**Task directions:** Copy every line of the items below from the start through the line containing "[(666, 48), (235, 69)]", including the requests, and increase each coordinate in the answers by 110.

>> Start Data lines

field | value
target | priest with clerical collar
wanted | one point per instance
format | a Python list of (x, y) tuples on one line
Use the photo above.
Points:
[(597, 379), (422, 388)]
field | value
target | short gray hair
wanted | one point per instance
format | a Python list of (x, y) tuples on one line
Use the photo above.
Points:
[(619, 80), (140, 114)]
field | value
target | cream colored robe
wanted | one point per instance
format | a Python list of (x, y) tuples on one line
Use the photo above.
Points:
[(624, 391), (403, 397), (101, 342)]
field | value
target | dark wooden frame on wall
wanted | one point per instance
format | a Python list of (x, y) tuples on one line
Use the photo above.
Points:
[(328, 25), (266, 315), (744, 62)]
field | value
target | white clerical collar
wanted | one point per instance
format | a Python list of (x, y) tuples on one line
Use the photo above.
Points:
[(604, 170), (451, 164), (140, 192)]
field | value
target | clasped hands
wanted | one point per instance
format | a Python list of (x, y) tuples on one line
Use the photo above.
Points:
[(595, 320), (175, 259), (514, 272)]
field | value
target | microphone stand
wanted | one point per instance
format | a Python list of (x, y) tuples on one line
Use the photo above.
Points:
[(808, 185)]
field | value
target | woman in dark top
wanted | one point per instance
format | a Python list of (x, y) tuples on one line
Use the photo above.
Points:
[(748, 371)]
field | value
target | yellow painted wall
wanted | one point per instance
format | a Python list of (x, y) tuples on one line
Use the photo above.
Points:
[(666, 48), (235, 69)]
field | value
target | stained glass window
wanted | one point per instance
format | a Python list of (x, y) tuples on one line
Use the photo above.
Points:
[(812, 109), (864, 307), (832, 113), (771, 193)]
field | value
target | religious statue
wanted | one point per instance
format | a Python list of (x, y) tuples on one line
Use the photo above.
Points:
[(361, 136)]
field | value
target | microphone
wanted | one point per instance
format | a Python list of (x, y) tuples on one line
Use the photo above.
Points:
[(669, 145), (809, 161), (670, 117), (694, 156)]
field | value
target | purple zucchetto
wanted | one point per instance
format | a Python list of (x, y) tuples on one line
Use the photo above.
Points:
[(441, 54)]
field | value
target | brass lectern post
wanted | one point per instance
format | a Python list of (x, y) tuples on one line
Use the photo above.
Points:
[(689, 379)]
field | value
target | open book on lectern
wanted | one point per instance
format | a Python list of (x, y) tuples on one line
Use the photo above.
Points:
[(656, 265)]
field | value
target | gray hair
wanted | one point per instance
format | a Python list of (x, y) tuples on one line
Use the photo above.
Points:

>> End Data lines

**Solution to this exercise:**
field | value
target | priest with clerical collar
wanted | one point per instance
format | a Python list of (x, y) tuples on one line
Use the photo above.
Points:
[(707, 489), (532, 498)]
field | value
target | short gray hair
wanted | one point per instance
format | a Python list of (x, y) tuples on one line
Use the photo above.
Points:
[(729, 190), (250, 224)]
field | value
target | cream colored robe
wanted | one point per instance
format | a Python list of (x, y) tuples on one line
Use the photo above.
Points:
[(734, 501), (513, 507), (211, 452)]
field | value
target | dark wooden frame on wall
wanted | one point per instance
format | a Python list of (x, y) tuples on one line
Use the photo above.
Points:
[(438, 135), (376, 425), (854, 172)]
field | value
target | white clerical collar
wanted | one point per instance
format | a Python list of (x, y) tuples on one line
Use the photo above.
Points:
[(714, 280), (561, 274), (250, 302)]
field | value
target | clasped hands
wanted | one point per instance
format | a Python list of (x, y) tuples on one line
Use the photo above.
Points:
[(705, 430), (285, 369), (624, 382)]
field | value
target | microphone stand
wanted | one point per instance
format | a Python list of (x, y) tuples on one line
Use the photo above.
Points:
[(918, 295)]
field | value
target | woman in dark top
wanted | one point per instance
format | a Python list of (x, y) tuples on one line
Use the photo above.
Points:
[(858, 481)]
field | value
target | yellow painted wall
wanted | one point per instance
format | a Python list of (x, y) tuples on one line
Use the photo above.
Points:
[(776, 158), (345, 179)]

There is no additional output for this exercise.